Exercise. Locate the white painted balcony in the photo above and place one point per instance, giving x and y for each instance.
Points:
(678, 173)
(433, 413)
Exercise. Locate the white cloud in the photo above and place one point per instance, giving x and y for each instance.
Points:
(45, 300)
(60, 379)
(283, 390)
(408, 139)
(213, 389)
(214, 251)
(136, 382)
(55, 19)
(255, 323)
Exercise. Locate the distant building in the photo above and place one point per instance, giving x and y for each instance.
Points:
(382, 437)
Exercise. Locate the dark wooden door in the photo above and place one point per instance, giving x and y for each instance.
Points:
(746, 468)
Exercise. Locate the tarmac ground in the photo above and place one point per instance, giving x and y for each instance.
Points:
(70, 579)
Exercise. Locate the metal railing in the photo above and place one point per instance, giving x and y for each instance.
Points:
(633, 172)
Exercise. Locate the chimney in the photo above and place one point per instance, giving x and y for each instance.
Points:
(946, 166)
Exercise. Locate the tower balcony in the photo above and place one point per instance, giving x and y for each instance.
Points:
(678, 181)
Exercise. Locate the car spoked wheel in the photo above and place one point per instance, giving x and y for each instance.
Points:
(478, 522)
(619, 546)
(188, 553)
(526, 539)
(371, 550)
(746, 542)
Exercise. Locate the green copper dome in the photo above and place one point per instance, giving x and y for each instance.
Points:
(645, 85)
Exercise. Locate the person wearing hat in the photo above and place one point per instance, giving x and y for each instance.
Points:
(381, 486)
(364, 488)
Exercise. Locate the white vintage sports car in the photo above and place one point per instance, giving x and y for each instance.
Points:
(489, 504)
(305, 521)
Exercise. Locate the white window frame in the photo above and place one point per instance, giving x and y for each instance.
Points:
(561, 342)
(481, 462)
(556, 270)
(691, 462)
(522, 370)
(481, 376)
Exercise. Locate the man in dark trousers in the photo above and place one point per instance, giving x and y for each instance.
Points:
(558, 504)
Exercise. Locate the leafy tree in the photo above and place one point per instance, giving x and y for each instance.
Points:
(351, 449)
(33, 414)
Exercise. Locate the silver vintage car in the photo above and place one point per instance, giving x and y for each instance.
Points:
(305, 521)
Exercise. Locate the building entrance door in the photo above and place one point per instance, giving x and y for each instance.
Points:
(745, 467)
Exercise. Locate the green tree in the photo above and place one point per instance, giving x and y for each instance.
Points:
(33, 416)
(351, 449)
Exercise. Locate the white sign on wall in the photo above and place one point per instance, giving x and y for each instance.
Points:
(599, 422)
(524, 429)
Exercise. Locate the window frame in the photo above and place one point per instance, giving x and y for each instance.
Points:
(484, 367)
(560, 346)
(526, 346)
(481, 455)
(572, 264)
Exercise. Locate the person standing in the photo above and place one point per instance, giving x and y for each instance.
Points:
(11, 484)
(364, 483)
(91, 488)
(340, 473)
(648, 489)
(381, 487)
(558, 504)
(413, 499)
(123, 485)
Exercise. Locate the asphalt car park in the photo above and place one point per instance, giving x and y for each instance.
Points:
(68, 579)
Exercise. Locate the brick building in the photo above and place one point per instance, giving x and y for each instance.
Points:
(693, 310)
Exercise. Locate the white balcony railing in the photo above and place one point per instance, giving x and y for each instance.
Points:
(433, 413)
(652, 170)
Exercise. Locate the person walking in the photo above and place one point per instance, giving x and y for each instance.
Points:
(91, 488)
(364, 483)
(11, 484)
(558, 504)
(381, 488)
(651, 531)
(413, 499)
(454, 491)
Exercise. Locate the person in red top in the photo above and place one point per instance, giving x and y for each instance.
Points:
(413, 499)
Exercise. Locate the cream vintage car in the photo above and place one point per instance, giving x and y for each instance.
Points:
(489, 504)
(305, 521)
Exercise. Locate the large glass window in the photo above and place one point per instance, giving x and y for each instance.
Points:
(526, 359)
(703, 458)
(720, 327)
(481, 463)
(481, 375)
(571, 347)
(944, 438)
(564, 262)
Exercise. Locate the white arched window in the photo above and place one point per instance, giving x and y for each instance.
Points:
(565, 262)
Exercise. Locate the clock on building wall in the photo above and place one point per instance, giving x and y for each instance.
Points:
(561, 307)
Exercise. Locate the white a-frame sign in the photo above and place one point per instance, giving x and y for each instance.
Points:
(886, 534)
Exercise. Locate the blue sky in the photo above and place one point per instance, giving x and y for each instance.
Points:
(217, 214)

| YOUR OBJECTIVE |
Reproduce every row above word for word, with no changes.

| FINAL RESULT |
Exercise. Locate the white painted balcony in the photo above and place one point per instance, giving x and y for each instance.
Points:
(678, 173)
(433, 413)
Exercise. Locate the white cloud in the photo above and place one point per instance, giving x and y for each instance.
Points:
(45, 300)
(60, 379)
(283, 390)
(408, 139)
(213, 389)
(214, 251)
(136, 382)
(55, 19)
(255, 323)
Exercise. Locate the distant building in the photo above and place one point per instance, giving x and y for each instance.
Points:
(382, 437)
Exercise. Locate the dark wooden door in the photo above and place one point per instance, giving x and y for each instance.
Points:
(746, 468)
Exercise. Locate the tarmac ground in the photo above and place one point per instance, giving x and y for each instance.
Points:
(70, 579)
Exercise. Locate the metal railing in the photo above and place one point per instance, giving x and y for each instance.
Points:
(633, 172)
Exercise. Locate the chimney in the photo above and place one point per instance, giving x and y for each instance.
Points:
(946, 166)
Exercise. Locate the tower balcony in the photo above and place one point per instance, giving x and y for each instance.
Points:
(678, 181)
Exercise. Locate the car spoked wheel in the photo above and place one point per instance, giving x and y for each instance.
Points:
(478, 522)
(619, 546)
(188, 553)
(526, 539)
(371, 550)
(746, 542)
Exercise. Locate the green copper dome in the photo above and place one point per instance, giving x and y for each instance.
Points:
(645, 85)
Exercise. Locate the person wearing hat in the photo above and place one point per instance, giving x and y for each instance.
Points:
(381, 486)
(364, 488)
Exercise. Locate the white vintage sports car in the photo above and place one point per instance, giving x and y for each instance.
Points:
(489, 504)
(305, 521)
Exercise. Locate the white window frame in the photo above and place one point per instance, giving x and y for each instance.
Points:
(561, 342)
(481, 462)
(556, 270)
(691, 462)
(522, 370)
(481, 376)
Exercise. Locate the man in dark trousers in the photo above and place one point per instance, giving x and y for each instance.
Points:
(558, 504)
Exercise. Locate the leafy tree in the photo above and place one point per instance, giving x and y for each instance.
Points:
(351, 449)
(33, 414)
Exercise. Locate the silver vintage car in the photo above and place one point per instance, giving x and y for each instance.
Points:
(305, 521)
Exercise. Locate the building entrance door in the photo above and place one point per instance, giving x and y for each instance.
Points:
(745, 467)
Exercise. Locate the green tree in the photo above and place one point per instance, giving x and y for each instance.
Points:
(33, 416)
(351, 449)
Exercise. Locate the white sign on wall in the photo above and place one point per instance, giving x and y for each instance.
Points:
(599, 422)
(524, 429)
Exercise. Locate the window frame in the photo above and place one point per instance, giving x and y for each instance.
Points:
(484, 367)
(560, 346)
(526, 346)
(481, 455)
(572, 264)
Exercise. Locate the person standing in the photo above and place one point per instance, giving x and y for each instance.
Points:
(11, 484)
(364, 483)
(91, 488)
(340, 473)
(648, 489)
(381, 487)
(558, 504)
(413, 499)
(123, 485)
Exercise. Locate the asphalt car park in the photo above and place one point per instance, giving x and y for each instance.
Points:
(68, 579)
Exercise. Locate the brick building in the photo above and place one point per instance, giving x and y for each instance.
Points:
(693, 310)
Exercise. Locate the white balcony railing in the photo above and place one point per instance, giving x and y for each instance.
Points:
(433, 413)
(652, 170)
Exercise. Locate the person walking in the photo above and place one point per instance, giving x and y for each instance.
Points:
(91, 488)
(364, 483)
(11, 484)
(558, 504)
(381, 488)
(651, 531)
(413, 499)
(454, 491)
Exercise. Locate the person in red top in the photo above and place one point per instance, giving x and y for each instance.
Points:
(413, 499)
Exercise. Locate the cream vintage car in the photo above and place one point per instance, giving x and y for each instance.
Points:
(489, 504)
(305, 521)
Exercise. Locate the large glass window in the photo above and place one point per instance, giving x and y for each instance.
Points:
(526, 359)
(703, 458)
(720, 327)
(481, 463)
(481, 375)
(571, 347)
(944, 438)
(564, 262)
Exercise. Locate the white arched window in the photo above and place one point per instance, giving x and y for each instance.
Points:
(565, 262)
Exercise. Locate the clock on building wall in the photo above and place one point per instance, giving x and y for each instance.
Points:
(561, 307)
Exercise. Locate the white a-frame sign in the photo above and place one point per instance, giving x and y for each instance.
Points:
(886, 534)
Exercise. Locate the blue sky in the photo above and place one point per instance, giving x and y for each instance.
Points:
(217, 214)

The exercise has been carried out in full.